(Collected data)
--------------------------------------------------

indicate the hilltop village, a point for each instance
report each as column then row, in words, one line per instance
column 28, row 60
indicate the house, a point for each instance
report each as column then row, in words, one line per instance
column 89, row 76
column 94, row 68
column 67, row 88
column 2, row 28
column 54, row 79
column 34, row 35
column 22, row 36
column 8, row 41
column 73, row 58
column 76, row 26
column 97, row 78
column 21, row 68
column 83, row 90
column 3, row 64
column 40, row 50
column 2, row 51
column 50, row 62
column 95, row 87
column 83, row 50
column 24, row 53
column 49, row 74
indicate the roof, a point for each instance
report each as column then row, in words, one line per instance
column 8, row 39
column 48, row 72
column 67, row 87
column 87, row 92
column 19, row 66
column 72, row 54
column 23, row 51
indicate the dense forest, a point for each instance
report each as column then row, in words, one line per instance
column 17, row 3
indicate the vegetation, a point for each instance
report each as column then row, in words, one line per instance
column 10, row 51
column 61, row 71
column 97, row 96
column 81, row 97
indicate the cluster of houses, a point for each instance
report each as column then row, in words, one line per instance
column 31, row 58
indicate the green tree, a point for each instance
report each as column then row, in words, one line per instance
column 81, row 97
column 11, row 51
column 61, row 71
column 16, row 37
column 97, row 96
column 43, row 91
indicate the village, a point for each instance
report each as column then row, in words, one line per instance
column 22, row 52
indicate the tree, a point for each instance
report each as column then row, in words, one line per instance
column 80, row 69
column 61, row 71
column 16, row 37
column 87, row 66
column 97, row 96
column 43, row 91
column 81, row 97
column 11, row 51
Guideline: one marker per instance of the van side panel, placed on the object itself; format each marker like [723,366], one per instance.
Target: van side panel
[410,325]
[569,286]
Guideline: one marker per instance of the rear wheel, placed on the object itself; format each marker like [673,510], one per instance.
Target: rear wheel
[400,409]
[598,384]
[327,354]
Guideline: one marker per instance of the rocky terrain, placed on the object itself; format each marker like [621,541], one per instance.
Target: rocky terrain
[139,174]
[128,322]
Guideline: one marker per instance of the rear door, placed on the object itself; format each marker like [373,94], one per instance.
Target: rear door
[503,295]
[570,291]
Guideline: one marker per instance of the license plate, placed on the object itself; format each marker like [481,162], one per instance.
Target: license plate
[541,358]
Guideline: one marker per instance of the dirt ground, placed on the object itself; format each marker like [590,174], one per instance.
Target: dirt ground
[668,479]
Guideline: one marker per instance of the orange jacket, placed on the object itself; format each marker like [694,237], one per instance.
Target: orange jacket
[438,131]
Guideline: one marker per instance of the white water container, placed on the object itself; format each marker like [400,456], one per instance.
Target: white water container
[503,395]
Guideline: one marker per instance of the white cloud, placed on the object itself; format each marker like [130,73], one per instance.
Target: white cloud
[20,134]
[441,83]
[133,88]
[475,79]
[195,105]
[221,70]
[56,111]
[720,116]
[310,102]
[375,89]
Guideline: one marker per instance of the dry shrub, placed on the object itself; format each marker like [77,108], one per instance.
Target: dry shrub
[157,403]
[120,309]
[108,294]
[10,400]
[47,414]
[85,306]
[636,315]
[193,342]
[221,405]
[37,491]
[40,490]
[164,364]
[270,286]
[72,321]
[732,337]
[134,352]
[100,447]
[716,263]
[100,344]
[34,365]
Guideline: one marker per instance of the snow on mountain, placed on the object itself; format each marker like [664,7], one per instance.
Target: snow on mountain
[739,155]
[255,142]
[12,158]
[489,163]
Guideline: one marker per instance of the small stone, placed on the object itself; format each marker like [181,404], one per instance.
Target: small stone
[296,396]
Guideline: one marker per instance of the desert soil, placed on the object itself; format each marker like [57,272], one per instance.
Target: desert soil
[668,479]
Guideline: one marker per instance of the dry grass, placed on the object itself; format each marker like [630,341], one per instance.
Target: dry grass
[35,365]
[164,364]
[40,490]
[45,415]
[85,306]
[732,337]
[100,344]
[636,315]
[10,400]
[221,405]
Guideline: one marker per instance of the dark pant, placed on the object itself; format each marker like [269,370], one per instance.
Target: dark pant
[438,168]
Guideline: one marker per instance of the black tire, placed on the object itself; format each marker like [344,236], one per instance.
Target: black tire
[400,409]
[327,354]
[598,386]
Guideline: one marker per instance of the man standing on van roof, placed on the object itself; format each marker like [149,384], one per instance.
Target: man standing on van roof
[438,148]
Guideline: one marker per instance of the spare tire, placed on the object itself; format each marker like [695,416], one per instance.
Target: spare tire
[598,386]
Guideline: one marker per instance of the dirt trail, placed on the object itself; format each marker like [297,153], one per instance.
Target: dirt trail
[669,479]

--------------------------------------------------

## Exercise aim
Please give all of the entries above as a two-column CSV with the headers entry_text and answer, one row per entry. Wrap each field in double quotes and turn any line breaks inside a field into spaces.

## Full response
entry_text,answer
"indicate the hilltop village, a point for each instance report each as column then row, in words, one line per instance","column 28, row 60"
"indicate the house, a point for each instance report each as column then row, in words, one line per instance","column 89, row 76 column 94, row 68 column 67, row 88 column 2, row 28 column 54, row 79 column 34, row 35 column 22, row 36 column 8, row 41 column 73, row 58 column 76, row 26 column 97, row 78 column 21, row 68 column 83, row 90 column 3, row 64 column 40, row 50 column 2, row 51 column 50, row 62 column 95, row 87 column 83, row 50 column 24, row 53 column 49, row 74"
"indicate the roof, a point for each instance report each as column then row, in words, one line per instance","column 8, row 39 column 48, row 72 column 67, row 87 column 87, row 92 column 19, row 66 column 72, row 54 column 23, row 51"
"indicate the dense forest, a point for each instance report each as column then row, in words, one line per instance","column 17, row 3"
"indicate the vegetation, a point for each instance report each as column then row, in words, one line per instance","column 10, row 51 column 61, row 71 column 97, row 96 column 81, row 97"
"indicate the cluster of houses, a point for each instance report each as column then row, in words, one line per instance","column 31, row 58"
"indicate the green tree, a point for each instance report each as column then row, in words, one line per instance","column 81, row 97 column 11, row 51 column 61, row 71 column 16, row 37 column 97, row 96 column 43, row 91"
"indicate the village, a point for each instance report each as column then row, in words, one line per instance","column 22, row 52"
"indicate the tree, a point for each instance report each as column then row, in words, one line per instance","column 80, row 69 column 61, row 71 column 16, row 37 column 87, row 66 column 97, row 96 column 43, row 91 column 81, row 97 column 11, row 51"
"Guideline: one marker per instance of the van side panel, placed on the object itself; format each marker like [723,366], one per instance. Target: van side panel","[410,325] [569,286]"
"Guideline: one marker per instance of the rear wheel, placed on the object itself; format each marker like [673,510], one per instance. Target: rear wheel","[400,409] [598,384] [327,354]"
"Guideline: one marker per instance of the rocky terrain, placed on the object itself; format each marker like [621,541], one per instance. Target: rocky terrain","[139,174] [128,322]"
"Guideline: one marker per instance of the rear door, placed on the object itself; format each marker like [373,94], one per instance. Target: rear door","[503,295] [570,291]"
"Guideline: one marker per instance of the license plate, placed on the object itself; format each marker like [481,162], one per instance. Target: license plate","[541,358]"
"Guideline: one marker per instance of the dirt ground, placed on the object itself; format each marker like [590,174], one per instance. Target: dirt ground","[668,479]"
"Guideline: one marker per instance of the orange jacket, placed on the object itself; format each marker like [694,237], one per instance. Target: orange jacket","[438,131]"
"Guideline: one marker per instance of the white water container, placed on the object itself; format each marker like [400,456], one per instance. Target: white water container","[503,395]"
"Guideline: one marker per instance of the white cloud, placed on the object itself; format each marker like [130,73], one per instance. Target: white cloud","[20,134] [441,83] [133,88] [475,79] [195,105] [221,70] [56,111] [720,116] [310,102] [375,89]"
"Guideline: one marker per instance of the dry shrub, placed on the object itself; format each marker like [77,108], one per instance. Target: dry shrub","[157,403] [120,309] [108,294] [10,400] [47,414] [85,306] [636,315] [193,342] [221,405] [37,491] [40,490] [164,364] [270,286] [72,321] [732,337] [134,352] [100,447] [716,263] [100,344] [34,365]"
"Guideline: one marker per instance of the snow on mountain, placed on the object itself; format each marker like [664,7], one per instance. Target: snow on mountain","[739,155] [255,142] [12,158] [489,163]"
"Guideline: one marker per instance of the small stone, placed on the object itself; format each marker like [181,404], one per instance. Target: small stone","[296,396]"
"Guideline: one marker per instance of the desert soil, placed on the object itself; format each marker like [57,272], one per instance. Target: desert soil","[668,479]"
"Guideline: one marker per instance of the dry grass, placed on the object itself; format each marker like [630,341], one per instance. Target: dry grass","[35,365] [164,364] [40,490] [45,415] [85,306] [732,337] [100,344] [636,315] [10,400] [221,405]"
"Guideline: one marker per instance of the dark pant, placed on the object itself; format each marker like [269,370], one per instance. Target: dark pant","[438,168]"
"Guideline: one marker per instance of the black tire, placed on the object itself; format each marker like [344,236], one per instance. Target: black tire","[400,409] [327,354] [598,386]"
"Guideline: one marker per instance of the man standing on van roof, placed on the object itself; format each marker like [149,384], one per instance. Target: man standing on van roof","[438,148]"
"Guideline: one marker per instance of the spare tire, placed on the object itself; format each marker like [695,416], one per instance. Target: spare tire","[598,386]"
"Guideline: one marker per instance of the dirt trail, placed on the object itself; format each marker like [297,153], one per instance. Target: dirt trail","[669,479]"